* _The task_
Print out the data below. Do not alter a single line.

* _The records_

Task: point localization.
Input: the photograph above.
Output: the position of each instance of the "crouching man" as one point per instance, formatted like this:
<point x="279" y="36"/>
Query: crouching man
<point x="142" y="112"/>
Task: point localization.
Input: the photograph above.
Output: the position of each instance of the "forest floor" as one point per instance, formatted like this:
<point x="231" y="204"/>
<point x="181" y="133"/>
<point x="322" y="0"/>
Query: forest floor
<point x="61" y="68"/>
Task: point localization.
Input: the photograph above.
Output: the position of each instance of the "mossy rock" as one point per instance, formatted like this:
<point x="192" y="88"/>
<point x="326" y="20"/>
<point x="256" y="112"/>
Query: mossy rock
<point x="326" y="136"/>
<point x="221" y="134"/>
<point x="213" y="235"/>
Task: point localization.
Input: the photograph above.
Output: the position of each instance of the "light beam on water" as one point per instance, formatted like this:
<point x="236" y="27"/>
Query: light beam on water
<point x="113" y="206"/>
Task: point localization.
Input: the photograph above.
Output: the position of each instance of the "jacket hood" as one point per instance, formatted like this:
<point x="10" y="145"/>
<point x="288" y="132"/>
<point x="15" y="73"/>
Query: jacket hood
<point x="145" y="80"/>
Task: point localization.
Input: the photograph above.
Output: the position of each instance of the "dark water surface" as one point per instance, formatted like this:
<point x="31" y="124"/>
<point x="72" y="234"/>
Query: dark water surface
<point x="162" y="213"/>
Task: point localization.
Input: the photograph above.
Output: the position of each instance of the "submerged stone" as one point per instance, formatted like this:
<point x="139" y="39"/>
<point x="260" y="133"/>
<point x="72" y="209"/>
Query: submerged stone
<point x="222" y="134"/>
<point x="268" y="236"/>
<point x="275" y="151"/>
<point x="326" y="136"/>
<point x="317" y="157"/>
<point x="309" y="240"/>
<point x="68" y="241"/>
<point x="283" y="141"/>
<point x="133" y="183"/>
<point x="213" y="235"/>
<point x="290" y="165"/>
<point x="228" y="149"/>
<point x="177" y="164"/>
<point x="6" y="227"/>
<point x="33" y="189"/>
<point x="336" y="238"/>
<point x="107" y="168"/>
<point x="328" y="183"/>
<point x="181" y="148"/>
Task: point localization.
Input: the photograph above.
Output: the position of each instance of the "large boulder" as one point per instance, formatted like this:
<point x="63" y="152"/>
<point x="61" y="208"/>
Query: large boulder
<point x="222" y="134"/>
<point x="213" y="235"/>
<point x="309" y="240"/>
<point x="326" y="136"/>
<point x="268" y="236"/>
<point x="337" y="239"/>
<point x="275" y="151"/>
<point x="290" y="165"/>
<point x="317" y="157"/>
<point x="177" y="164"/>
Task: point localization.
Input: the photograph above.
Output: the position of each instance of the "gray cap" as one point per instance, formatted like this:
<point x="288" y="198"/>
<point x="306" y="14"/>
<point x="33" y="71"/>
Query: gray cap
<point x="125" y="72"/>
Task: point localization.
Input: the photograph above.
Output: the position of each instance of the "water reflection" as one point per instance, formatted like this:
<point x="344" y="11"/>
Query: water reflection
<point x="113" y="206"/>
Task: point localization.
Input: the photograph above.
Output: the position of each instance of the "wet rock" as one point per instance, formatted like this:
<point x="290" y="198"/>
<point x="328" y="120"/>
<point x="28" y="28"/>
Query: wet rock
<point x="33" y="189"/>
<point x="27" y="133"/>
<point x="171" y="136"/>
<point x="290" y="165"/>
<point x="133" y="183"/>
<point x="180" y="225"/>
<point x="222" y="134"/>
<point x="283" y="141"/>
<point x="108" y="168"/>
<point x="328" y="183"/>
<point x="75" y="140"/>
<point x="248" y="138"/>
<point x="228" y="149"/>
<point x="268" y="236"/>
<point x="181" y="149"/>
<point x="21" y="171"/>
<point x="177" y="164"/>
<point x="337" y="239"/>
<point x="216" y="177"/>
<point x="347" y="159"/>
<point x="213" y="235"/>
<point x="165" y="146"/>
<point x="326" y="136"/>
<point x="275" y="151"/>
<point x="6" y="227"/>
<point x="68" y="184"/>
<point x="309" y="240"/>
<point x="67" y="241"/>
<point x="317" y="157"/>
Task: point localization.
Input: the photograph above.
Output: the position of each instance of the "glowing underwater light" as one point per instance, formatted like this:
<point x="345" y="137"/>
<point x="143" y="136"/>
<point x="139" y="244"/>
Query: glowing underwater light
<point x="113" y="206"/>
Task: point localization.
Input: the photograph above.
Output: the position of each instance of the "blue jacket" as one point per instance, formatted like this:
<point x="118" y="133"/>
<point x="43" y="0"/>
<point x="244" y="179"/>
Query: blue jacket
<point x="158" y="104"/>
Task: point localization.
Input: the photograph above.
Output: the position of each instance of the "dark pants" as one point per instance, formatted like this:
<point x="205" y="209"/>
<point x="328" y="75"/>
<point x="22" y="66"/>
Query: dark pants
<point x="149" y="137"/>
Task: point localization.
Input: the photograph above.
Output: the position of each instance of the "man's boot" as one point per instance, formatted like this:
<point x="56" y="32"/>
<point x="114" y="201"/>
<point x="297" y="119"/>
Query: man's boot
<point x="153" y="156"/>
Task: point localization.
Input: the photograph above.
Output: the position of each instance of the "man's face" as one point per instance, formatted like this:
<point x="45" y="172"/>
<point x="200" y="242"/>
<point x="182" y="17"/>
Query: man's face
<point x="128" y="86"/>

* _The completed task_
Task: point localization.
Input: the photograph above.
Output: the position of each instance of the "crouching man" as one point per instance, formatted like this:
<point x="279" y="36"/>
Query: crouching man
<point x="142" y="112"/>
Task: point localization.
Input: the photograph above.
Output: the position of each instance of the "forest floor" as one point per instance, formatted like this:
<point x="231" y="204"/>
<point x="181" y="133"/>
<point x="322" y="0"/>
Query: forest floor
<point x="61" y="68"/>
Task: point localization.
Input: the photograph above.
Output: the position of each instance of the "mossy rock" as one point per instance, formatted like this:
<point x="192" y="88"/>
<point x="326" y="20"/>
<point x="256" y="112"/>
Query: mossy rock
<point x="326" y="136"/>
<point x="221" y="134"/>
<point x="213" y="235"/>
Task: point localization.
Input: the photograph above.
Output: the position of each instance of the "light beam on water" as one point per instance, formatted like this:
<point x="236" y="27"/>
Query: light beam on water
<point x="113" y="206"/>
Task: point localization.
Input: the photograph above.
Output: the position of each instance of the "jacket hood" as one point per instance, formatted like this:
<point x="10" y="145"/>
<point x="288" y="132"/>
<point x="15" y="73"/>
Query: jacket hood
<point x="145" y="80"/>
Task: point localization.
Input: the photograph above.
Output: the position of each instance of the "dark water surface" as one point per instance, formatted like this:
<point x="31" y="124"/>
<point x="72" y="234"/>
Query: dark water surface
<point x="162" y="213"/>
Task: point localization.
Input: the photograph above.
Output: the position of each instance of the "submerged stone" as one point per instance, formatted like this:
<point x="139" y="39"/>
<point x="260" y="133"/>
<point x="72" y="209"/>
Query: submerged stone
<point x="222" y="134"/>
<point x="268" y="236"/>
<point x="275" y="151"/>
<point x="326" y="136"/>
<point x="317" y="157"/>
<point x="309" y="240"/>
<point x="68" y="241"/>
<point x="283" y="141"/>
<point x="133" y="183"/>
<point x="213" y="235"/>
<point x="290" y="165"/>
<point x="228" y="149"/>
<point x="177" y="164"/>
<point x="6" y="227"/>
<point x="33" y="189"/>
<point x="336" y="238"/>
<point x="107" y="168"/>
<point x="328" y="183"/>
<point x="181" y="148"/>
Task: point localization.
Input: the photograph above.
Output: the position of each instance of the "large boulder" as one point per instance, formatted like this:
<point x="63" y="152"/>
<point x="61" y="208"/>
Query: large boulder
<point x="222" y="134"/>
<point x="213" y="235"/>
<point x="309" y="240"/>
<point x="326" y="136"/>
<point x="268" y="236"/>
<point x="337" y="239"/>
<point x="275" y="151"/>
<point x="290" y="165"/>
<point x="317" y="157"/>
<point x="177" y="164"/>
Task: point localization.
Input: the photograph above.
Output: the position of each instance of the "gray cap" as one point per instance, formatted like this:
<point x="288" y="198"/>
<point x="306" y="14"/>
<point x="33" y="71"/>
Query: gray cap
<point x="125" y="72"/>
Task: point localization.
Input: the photograph above.
Output: the position of each instance of the "water reflection" as one point per instance, formatted like this:
<point x="344" y="11"/>
Query: water reflection
<point x="113" y="206"/>
Task: point localization.
Input: the photograph above.
Output: the position of each instance of the "wet rock" as one point per instance, formatted like this:
<point x="290" y="198"/>
<point x="328" y="120"/>
<point x="28" y="28"/>
Query: wet rock
<point x="33" y="189"/>
<point x="27" y="133"/>
<point x="171" y="136"/>
<point x="290" y="165"/>
<point x="133" y="183"/>
<point x="180" y="225"/>
<point x="222" y="134"/>
<point x="283" y="141"/>
<point x="108" y="168"/>
<point x="328" y="183"/>
<point x="75" y="140"/>
<point x="248" y="138"/>
<point x="228" y="149"/>
<point x="268" y="236"/>
<point x="181" y="149"/>
<point x="21" y="171"/>
<point x="177" y="164"/>
<point x="337" y="239"/>
<point x="216" y="177"/>
<point x="347" y="159"/>
<point x="213" y="235"/>
<point x="165" y="146"/>
<point x="326" y="136"/>
<point x="275" y="151"/>
<point x="6" y="227"/>
<point x="68" y="184"/>
<point x="309" y="240"/>
<point x="67" y="241"/>
<point x="317" y="157"/>
Task: point localization.
Input: the photograph above.
Output: the position of each instance of the "glowing underwater light" as one point per instance, formatted like this:
<point x="345" y="137"/>
<point x="143" y="136"/>
<point x="139" y="244"/>
Query: glowing underwater light
<point x="113" y="206"/>
Task: point localization.
Input: the photograph above.
Output: the position of each instance of the "blue jacket" as one point per instance, formatted like this:
<point x="118" y="133"/>
<point x="43" y="0"/>
<point x="244" y="179"/>
Query: blue jacket
<point x="158" y="104"/>
Task: point localization.
Input: the photograph above.
Output: the position of each instance of the "dark pants" as one point per instance, formatted like this:
<point x="205" y="209"/>
<point x="328" y="75"/>
<point x="22" y="66"/>
Query: dark pants
<point x="149" y="137"/>
Task: point localization.
Input: the photograph above.
Output: the position of each instance of the "man's boot" as one point per instance, formatted like this:
<point x="56" y="32"/>
<point x="114" y="201"/>
<point x="297" y="119"/>
Query: man's boot
<point x="153" y="156"/>
Task: point localization.
Input: the photograph above.
Output: the position of each instance of the "man's face" as one point per instance, formatted like this:
<point x="45" y="172"/>
<point x="200" y="242"/>
<point x="182" y="17"/>
Query: man's face
<point x="128" y="86"/>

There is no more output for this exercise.